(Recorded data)
--------------------------------

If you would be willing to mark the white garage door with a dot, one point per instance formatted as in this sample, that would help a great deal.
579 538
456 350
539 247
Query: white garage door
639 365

--------------------------------

Write the rows above as a JSON list of strings, one string for each line, leaving out any blank lines.

[
  "If you would be willing to mark the white garage door with a dot, one point per instance formatted as in this sample, that would help a great deal.",
  "579 538",
  "456 350",
  "539 247",
  "Query: white garage door",
  "639 365"
]